C. Item 5 in the proposal, "Qualifications of the Research Team," must include a section labeled "Disclosure." Information relevant to the BTSCRP's need to ensure objectivity and to be aware of possible sources of significant financial or organizational conflict of interest in conducting the research must be presented in this section of the proposal. For example, under certain conditions, ownership of the proposing agency, other organizational relationships, or proprietary rights and interests could be perceived as jeopardizing an objective approach to the research effort, and proposers are asked to disclose any such circumstances and to explain how they will be accounted for in this study. If there are no issues related to objectivity, this should be stated.
D. Proposals are evaluated by the BTSCRP staff and project panels consisting of individuals collectively very knowledgeable in the problem area. Selection of an agency is made by the project panel considering the following factors: (1) the proposer's demonstrated understanding of the problem; (2) the merit of the proposed research approach and experiment design; (3) the experience, qualifications, and objectivity of the research team in the same or closely related problem area; (4) the plan for ensuring application of results; (5) how the proposer approaches inclusion and diversity in the composition of their team and research approach, including participation by certified Disadvantaged Business Enterprises; and, if relevant, (6) the adequacy of the facilities.
Note: The proposer's approach to inclusion and diversity as well as participation by Disadvantaged Business Enterprises should be incorporated in Item 12 of the proposal.

Work item
Transcribe the proposal instructions from "D. Proposals are" up to and including "of the facilities.". The lines after this text have nothing to do with it.

Extracted records
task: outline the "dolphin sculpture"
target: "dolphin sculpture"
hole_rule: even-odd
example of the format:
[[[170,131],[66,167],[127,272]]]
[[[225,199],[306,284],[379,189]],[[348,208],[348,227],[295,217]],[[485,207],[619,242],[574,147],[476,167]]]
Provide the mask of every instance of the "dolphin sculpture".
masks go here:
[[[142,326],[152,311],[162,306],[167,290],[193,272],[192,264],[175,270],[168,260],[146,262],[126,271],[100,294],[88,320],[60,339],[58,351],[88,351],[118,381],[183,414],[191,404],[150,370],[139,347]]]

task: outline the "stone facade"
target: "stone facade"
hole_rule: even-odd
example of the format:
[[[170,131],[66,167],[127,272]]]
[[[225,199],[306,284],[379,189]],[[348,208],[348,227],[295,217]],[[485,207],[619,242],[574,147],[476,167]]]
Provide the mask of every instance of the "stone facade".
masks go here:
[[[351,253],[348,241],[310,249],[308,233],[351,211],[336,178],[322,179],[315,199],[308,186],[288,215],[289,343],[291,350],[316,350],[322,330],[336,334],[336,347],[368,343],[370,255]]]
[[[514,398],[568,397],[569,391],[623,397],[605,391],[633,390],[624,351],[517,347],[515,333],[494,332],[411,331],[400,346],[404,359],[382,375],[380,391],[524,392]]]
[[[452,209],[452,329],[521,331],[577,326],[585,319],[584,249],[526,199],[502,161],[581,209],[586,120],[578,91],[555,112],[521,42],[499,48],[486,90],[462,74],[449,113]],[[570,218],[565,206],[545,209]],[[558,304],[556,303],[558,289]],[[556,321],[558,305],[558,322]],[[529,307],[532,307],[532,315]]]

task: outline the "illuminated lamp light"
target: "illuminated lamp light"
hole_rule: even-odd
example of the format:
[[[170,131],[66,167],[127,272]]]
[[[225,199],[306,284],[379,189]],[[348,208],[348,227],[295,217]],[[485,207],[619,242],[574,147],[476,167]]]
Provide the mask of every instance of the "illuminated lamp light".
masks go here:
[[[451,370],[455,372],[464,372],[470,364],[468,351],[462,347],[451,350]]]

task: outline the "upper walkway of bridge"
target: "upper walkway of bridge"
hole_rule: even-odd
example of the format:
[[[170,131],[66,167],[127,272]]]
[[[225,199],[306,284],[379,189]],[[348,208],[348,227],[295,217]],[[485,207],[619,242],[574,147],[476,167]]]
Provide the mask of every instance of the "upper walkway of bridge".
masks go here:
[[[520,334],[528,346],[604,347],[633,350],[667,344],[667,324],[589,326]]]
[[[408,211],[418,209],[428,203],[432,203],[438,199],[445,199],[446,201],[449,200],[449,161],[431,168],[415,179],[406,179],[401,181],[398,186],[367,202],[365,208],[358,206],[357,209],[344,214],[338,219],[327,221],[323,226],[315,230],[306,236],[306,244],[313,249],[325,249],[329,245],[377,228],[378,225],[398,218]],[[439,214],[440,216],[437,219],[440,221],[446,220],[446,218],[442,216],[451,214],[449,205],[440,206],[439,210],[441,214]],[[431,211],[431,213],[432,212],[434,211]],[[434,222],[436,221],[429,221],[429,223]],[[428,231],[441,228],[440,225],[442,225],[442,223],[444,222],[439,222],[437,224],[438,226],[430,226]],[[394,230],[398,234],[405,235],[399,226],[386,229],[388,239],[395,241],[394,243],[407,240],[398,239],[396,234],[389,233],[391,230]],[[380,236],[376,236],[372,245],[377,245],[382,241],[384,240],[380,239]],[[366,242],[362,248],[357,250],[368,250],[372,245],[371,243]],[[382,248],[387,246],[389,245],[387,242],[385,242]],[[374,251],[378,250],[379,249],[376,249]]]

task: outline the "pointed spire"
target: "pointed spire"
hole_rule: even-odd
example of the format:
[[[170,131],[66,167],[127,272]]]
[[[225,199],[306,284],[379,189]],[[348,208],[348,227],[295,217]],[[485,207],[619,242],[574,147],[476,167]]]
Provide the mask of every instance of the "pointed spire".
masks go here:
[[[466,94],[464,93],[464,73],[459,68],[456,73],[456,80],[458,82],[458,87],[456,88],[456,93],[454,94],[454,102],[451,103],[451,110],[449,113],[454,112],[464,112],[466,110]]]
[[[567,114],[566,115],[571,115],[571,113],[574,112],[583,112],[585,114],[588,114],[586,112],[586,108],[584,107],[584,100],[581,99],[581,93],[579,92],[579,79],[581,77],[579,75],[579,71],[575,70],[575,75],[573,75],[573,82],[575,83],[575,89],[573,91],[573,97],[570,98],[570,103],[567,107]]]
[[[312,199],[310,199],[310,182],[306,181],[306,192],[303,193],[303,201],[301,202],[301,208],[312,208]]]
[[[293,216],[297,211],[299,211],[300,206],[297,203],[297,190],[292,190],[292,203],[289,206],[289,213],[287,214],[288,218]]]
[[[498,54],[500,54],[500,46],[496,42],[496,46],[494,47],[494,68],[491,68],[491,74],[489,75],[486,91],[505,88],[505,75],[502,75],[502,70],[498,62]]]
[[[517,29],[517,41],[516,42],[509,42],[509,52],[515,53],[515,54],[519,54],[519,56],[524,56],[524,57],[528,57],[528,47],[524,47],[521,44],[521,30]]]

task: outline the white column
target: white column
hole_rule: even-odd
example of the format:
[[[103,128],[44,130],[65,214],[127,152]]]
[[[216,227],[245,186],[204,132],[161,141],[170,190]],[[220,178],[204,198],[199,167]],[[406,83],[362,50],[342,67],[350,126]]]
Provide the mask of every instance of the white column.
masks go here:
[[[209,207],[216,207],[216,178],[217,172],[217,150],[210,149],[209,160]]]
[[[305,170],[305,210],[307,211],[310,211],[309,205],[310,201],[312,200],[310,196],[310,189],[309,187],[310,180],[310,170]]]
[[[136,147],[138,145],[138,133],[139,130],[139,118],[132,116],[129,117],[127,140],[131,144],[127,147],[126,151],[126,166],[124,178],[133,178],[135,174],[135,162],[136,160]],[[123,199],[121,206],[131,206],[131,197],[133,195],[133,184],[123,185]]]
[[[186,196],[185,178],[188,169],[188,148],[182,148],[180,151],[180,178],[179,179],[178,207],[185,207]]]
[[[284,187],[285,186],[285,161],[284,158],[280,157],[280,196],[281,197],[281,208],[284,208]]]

Exercise solution
D. Proposals are evaluated by the BTSCRP staff and project panels consisting of individuals collectively very knowledgeable in the problem area. Selection of an agency is made by the project panel considering the following factors: (1) the proposer's demonstrated understanding of the problem; (2) the merit of the proposed research approach and experiment design; (3) the experience, qualifications, and objectivity of the research team in the same or closely related problem area; (4) the plan for ensuring application of results; (5) how the proposer approaches inclusion and diversity in the composition of their team and research approach, including participation by certified Disadvantaged Business Enterprises; and, if relevant, (6) the adequacy of the facilities.